Selected excerpt –
Diagnostic and polymorphic markers

We identified SNP loci that are both diagnostic for identifying non-introgressed and introgressed MRRT and loci that are polymorphic in MRRT. The development of new SNP type assays will facilitate rapid, consistent genetic typing of individual fish from both pure MRRT and introgressed populations to help inform adaptive conservation strategies and actions. We found 44 diagnostic loci (21 after validation) for the entire MRRT population and more than 500 SNP loci for the non-introgressed MRRT, reflective of their unique, divergent lineage from RBTG. Although only MRRTA diagnostic markers were validated, we would expect a similar validation efficiency for the MRRTP markers since the marker discovery methods used for MRRTP and MRRTA were similar.

Questions to answer –
1. In the excerpt on diagnostic and polymorphic markers, how many diagnostic loci for the entire MRRT population remained after validation?
2. The excerpt on diagnostic and polymorphic markers says only MRRTA diagnostic markers were validated. Why do the authors still expect MRRTP markers to validate about as well?
3. Extend the excerpt on diagnostic and polymorphic markers past its last sentence.
The records have no connection to the excerpt above.

Images for locating objects
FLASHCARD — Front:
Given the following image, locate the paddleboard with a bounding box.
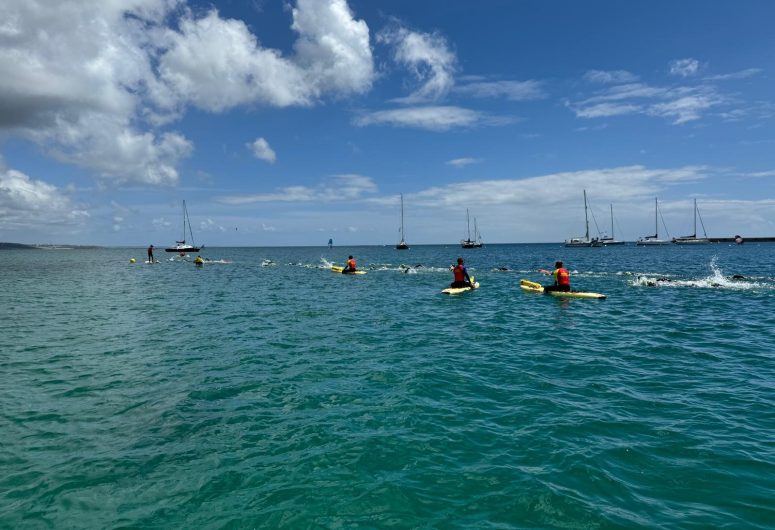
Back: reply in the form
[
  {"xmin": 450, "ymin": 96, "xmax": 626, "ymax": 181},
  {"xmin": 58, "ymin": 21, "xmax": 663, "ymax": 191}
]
[
  {"xmin": 519, "ymin": 280, "xmax": 605, "ymax": 300},
  {"xmin": 441, "ymin": 282, "xmax": 479, "ymax": 294},
  {"xmin": 331, "ymin": 265, "xmax": 366, "ymax": 274}
]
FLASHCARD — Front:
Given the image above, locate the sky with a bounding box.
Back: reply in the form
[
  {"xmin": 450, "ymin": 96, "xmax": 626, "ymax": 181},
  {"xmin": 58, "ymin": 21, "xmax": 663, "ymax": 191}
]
[{"xmin": 0, "ymin": 0, "xmax": 775, "ymax": 247}]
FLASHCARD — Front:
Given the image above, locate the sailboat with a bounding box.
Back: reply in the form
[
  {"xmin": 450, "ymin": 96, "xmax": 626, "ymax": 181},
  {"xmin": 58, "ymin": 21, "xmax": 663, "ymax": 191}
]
[
  {"xmin": 460, "ymin": 208, "xmax": 482, "ymax": 248},
  {"xmin": 673, "ymin": 199, "xmax": 710, "ymax": 245},
  {"xmin": 164, "ymin": 201, "xmax": 200, "ymax": 253},
  {"xmin": 600, "ymin": 204, "xmax": 625, "ymax": 247},
  {"xmin": 565, "ymin": 190, "xmax": 601, "ymax": 247},
  {"xmin": 396, "ymin": 193, "xmax": 409, "ymax": 250},
  {"xmin": 635, "ymin": 197, "xmax": 672, "ymax": 247}
]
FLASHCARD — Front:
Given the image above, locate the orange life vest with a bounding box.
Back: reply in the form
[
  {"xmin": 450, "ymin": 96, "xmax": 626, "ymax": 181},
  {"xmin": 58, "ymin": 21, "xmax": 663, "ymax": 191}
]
[
  {"xmin": 452, "ymin": 265, "xmax": 466, "ymax": 282},
  {"xmin": 554, "ymin": 267, "xmax": 570, "ymax": 285}
]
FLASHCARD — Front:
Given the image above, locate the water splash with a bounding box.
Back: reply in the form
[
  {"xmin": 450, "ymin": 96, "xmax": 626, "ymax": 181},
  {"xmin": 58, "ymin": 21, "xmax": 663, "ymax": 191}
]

List of answers –
1. 21

2. They expect a similar validation efficiency because the marker discovery methods used for MRRTP and MRRTA were similar.

3.
Management implications and conclusion

The major goal of genetic monitoring in fish and wildlife populations is to help maintain adaptive capacity in unique genetic lineages, providing populations with resiliency against environmental changes into the future. Introgression between threatened native and introduced populations can alter the genetic diversity of native populations and impact their long-term viability (White et al. 2018; Frankham et al. 2009). The historical and ongoing potential for unauthorized introduction of other rainbow trout has exposed the naturally isolated, genetically unique MRRT to introgressive hybridization with nonnative rainbow trout subspecies. Furthermore, MRRT is especially prone to further loss of genetic diversity through processes inherent to small, isolated populations, such as genetic drift and an accumulation of inbreeding effects. Currently, MRRT only exists in a handful of small, isolated populations and also in a conservation hatchery program as a captive broodstock, thus making an adaptive management strategy a necessity.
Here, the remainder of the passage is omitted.